◆ **Stated exercise**: Collect every line of the records that contains the word "blue", matching case exactly.

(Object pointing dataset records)
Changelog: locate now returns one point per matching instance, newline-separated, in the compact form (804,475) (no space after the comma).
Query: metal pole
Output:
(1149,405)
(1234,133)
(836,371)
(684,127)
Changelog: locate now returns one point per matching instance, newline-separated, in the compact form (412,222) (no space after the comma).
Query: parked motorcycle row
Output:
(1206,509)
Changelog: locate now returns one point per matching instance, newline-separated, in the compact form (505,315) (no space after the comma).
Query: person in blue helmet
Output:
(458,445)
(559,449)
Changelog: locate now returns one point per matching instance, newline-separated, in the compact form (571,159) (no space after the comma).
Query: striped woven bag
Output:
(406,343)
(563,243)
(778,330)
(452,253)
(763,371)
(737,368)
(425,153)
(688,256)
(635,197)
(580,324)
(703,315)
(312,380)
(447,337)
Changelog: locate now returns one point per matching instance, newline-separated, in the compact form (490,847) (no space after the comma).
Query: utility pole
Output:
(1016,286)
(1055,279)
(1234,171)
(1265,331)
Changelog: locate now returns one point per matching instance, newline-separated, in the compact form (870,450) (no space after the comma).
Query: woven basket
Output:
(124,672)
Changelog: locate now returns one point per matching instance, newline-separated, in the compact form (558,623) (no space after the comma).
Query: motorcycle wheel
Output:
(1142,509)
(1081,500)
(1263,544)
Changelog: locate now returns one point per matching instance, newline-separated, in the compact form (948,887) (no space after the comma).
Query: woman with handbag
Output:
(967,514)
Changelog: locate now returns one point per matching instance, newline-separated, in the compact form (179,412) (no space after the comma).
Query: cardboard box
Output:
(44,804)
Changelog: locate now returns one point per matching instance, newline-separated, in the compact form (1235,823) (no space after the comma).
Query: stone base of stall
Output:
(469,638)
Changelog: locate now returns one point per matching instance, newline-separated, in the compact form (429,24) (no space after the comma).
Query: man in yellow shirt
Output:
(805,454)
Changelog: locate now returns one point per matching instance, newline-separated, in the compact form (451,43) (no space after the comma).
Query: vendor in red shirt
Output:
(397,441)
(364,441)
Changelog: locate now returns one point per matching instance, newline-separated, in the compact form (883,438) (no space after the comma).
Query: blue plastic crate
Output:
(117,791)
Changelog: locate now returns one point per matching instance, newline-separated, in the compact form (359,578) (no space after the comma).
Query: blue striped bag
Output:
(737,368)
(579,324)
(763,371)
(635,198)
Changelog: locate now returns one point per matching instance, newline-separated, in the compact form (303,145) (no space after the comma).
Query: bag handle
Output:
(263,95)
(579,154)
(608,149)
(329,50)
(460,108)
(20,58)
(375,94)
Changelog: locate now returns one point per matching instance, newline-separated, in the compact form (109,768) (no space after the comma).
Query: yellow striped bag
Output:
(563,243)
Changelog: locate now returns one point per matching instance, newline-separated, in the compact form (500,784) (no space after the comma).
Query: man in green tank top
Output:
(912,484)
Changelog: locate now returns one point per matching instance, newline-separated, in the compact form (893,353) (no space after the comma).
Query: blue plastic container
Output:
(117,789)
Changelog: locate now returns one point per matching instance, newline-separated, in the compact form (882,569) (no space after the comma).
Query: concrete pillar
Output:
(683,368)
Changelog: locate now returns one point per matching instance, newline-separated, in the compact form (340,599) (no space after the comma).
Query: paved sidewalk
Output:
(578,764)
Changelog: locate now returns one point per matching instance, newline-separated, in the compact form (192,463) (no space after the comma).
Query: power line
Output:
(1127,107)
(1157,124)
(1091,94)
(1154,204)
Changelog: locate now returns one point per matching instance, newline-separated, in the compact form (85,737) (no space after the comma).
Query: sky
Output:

==

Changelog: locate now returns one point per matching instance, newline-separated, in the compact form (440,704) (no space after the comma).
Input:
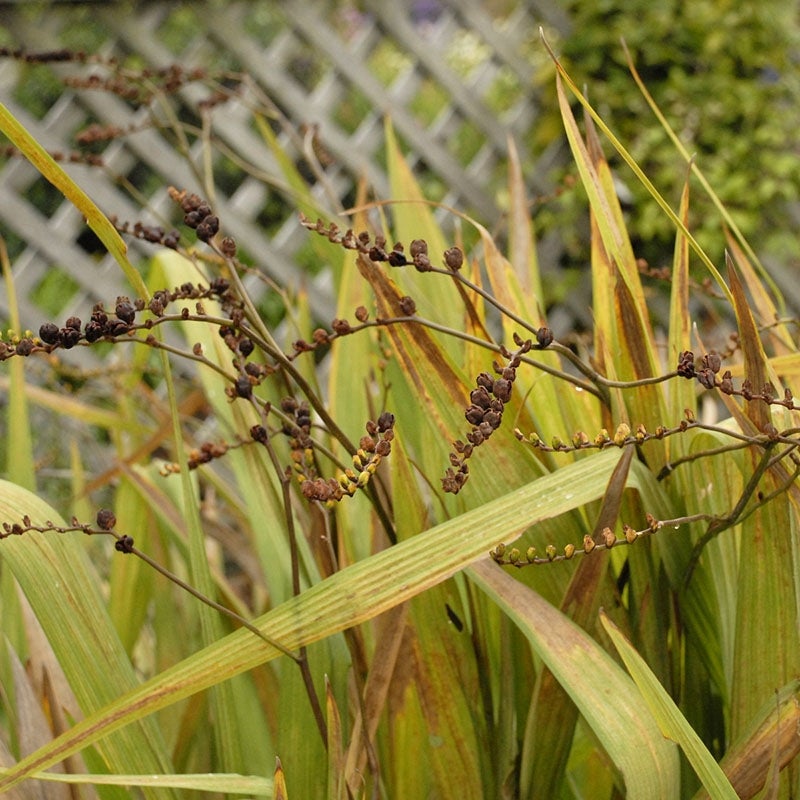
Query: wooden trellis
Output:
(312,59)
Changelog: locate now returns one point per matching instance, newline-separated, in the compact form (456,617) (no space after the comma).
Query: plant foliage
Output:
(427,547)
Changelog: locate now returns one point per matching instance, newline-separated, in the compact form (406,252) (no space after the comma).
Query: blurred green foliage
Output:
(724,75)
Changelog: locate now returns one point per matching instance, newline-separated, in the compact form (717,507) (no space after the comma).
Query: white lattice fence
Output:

◆ **Task result**:
Query: person in blue helmet
Query: blue plastic crate
Query: blue striped bag
Query: blue plastic container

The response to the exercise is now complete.